EXERCISE 1:
Using the duck race article, state whether each of the following statements agrees with it: (a) the race is scheduled to begin at 6 p.m.; (b) each raffle ticket costs $10; (c) the new residence will be built in the Lakeview Estates development. Answer yes or no for each and quote the words of the article that decide it.
EXERCISE 2:
Retype the duck race article, everything from "The Friends of the Skinner Family are raffling" down to "event's primary organizer.", with no changes.

DOCUMENT EXCERPT:
Duck race will benefit disabled brothers

(Originally published in the Telegraph on 8/3/08)

JERSEYVILLE - On the evening of Aug. 21, at least 2,000 ducks will float past the marina at Grafton Harbor. But Grafton residents need not worry about bothersome quacking; the ducks are coated not in feathers, but rubber, and are floating for charity.

The Friends of the Skinner Family are raffling rubber ducks for the "Quack Meet" Duck Race. For every $20 ticket purchased, participants will enter a new duck into the race down the Illinois River breakwater. The first 10 ducks and the last slowpoke to cross the finish line will receive one of several cash prizes.

"It's going to be a real exciting event," said Kim Hawkes, Skinner family friend and owner of Beiermann Buick Pontiac GMC Inc. in Jerseyville. "Just to see all those ducks floating down the river is going to be fun."

"It's a lot more fun than watching a ticket get drawn out of a drum," said Mike Steckel, the event's primary organizer.

All proceeds will benefit the sons of Kim and Duey Skinner of Jerseyville. Colten, 16, and Duey Jr., 19, suffer from a rare neuro-muscular disorder known as ataxia telangiectasia, or Louis-Bar syndrome. The disease hinders their ability to walk, which has inspired the community to donate a handicapped-accessible van to the family.

Although the brothers' motorized wheelchairs allow them to travel from classroom to classroom at school, the chairs are too wide for the doorways of their Clay Street residence. Colten and Duey's difficulties with everyday activities prompted several Jerseyville residents to form the Friends of the Skinner Family, a group dedicated to funding the construction of a new house better equipped for the disabled teens.

"I've known the Skinner family for a long time," Hawkes said. "The older the boys get, the harder it is for them to get around."

"It's very disheartening to see a 19-year-old and a 16-year-old crawl," said Kellie Hill, Duey's personal aide. "You're used to seeing toddlers crawl, but not 19-year-old men."

The new residence will be located in the Lakeview Estates development north of Jerseyville, where Don Jr., Don Sr. and Ken Walsh provided 0.7 acres of land at a low cost.

The Friends of the Skinner Family have raised more than $20,000 toward building the Skinners' new house, Hawkes said. The Friends gained $13,600 from their April "Deal or No Deal" event, a fund-raising game based on NBC's hit game show. The group also raised $507 at a Pizza Hut benefit dinner; $1,400 at an estate sale in First Baptist Church of Jerseyville's fellowship hall; $1,200 at a special church concert and $5,000 at the May 30 benefit golf tournament at Wolves Crossing Golf Course. Dow Elementary School students contributed $176 in pencil-and-eraser sales to the cause.

Hawkes said the Friends of the Skinner Family are glad to have contributed thousands already, but they "still need a lot of money."

Spoils for the race's victors include guaranteed $2,000, $1,000, $500, $250, $150, $100 and $50 prizes, Hawkes said. Participants with the first 10 ducks to finish also have a chance to win $50,000 if their duck's number matches a ticket drawn before the race.

Steckel plans on starting the race at 6 p.m. that Thursday.

"It's pretty unique, and hopefully, people will be interested," he said.

DATA UNDER STUDY:
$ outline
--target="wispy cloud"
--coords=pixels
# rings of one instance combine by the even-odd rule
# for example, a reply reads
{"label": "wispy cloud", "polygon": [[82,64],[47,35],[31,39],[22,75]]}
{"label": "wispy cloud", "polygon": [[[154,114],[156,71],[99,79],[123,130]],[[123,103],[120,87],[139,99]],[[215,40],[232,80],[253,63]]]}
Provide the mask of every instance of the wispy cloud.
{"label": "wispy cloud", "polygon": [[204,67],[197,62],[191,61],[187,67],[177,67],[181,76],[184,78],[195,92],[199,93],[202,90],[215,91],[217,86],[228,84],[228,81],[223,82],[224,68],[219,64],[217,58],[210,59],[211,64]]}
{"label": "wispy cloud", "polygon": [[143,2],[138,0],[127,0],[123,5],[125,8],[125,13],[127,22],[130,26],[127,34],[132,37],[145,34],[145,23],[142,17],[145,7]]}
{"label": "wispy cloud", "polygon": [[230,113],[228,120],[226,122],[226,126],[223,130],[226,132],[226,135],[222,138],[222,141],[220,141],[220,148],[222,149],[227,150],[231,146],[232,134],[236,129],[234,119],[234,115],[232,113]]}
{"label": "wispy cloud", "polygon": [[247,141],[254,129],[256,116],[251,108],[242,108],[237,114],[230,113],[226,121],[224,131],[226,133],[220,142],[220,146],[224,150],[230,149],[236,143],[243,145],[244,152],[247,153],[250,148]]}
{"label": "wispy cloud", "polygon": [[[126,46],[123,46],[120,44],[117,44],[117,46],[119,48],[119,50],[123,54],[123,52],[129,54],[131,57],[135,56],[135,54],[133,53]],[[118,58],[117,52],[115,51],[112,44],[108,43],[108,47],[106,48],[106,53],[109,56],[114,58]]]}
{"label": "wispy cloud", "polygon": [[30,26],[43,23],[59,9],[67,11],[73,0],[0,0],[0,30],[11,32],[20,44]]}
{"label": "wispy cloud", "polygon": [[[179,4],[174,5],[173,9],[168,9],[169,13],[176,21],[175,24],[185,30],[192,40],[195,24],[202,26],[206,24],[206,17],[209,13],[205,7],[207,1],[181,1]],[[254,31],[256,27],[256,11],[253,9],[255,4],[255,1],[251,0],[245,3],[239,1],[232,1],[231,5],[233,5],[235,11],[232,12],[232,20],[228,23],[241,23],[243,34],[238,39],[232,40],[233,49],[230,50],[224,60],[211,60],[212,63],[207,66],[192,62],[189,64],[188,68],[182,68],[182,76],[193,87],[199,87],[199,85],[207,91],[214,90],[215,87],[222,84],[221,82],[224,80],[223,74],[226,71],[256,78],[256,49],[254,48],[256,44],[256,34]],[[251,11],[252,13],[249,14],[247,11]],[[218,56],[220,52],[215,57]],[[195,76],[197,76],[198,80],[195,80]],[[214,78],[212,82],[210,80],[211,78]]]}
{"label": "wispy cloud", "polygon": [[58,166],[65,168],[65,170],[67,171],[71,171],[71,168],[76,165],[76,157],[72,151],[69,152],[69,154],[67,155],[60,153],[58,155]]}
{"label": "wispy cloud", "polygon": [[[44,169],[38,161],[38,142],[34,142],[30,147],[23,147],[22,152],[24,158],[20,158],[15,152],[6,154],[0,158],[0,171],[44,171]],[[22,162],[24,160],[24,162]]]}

EXERCISE ANSWER 1:
(a) Yes: "Steckel plans on starting the race at 6 p.m. that Thursday."
(b) No: "For every $20 ticket purchased, participants will enter a new duck into the race"
(c) Yes: "The new residence will be located in the Lakeview Estates development north of Jerseyville"

EXERCISE ANSWER 2:
The Friends of the Skinner Family are raffling rubber ducks for the "Quack Meet" Duck Race. For every $20 ticket purchased, participants will enter a new duck into the race down the Illinois River breakwater. The first 10 ducks and the last slowpoke to cross the finish line will receive one of several cash prizes.

"It's going to be a real exciting event," said Kim Hawkes, Skinner family friend and owner of Beiermann Buick Pontiac GMC Inc. in Jerseyville. "Just to see all those ducks floating down the river is going to be fun."

"It's a lot more fun than watching a ticket get drawn out of a drum," said Mike Steckel, the event's primary organizer.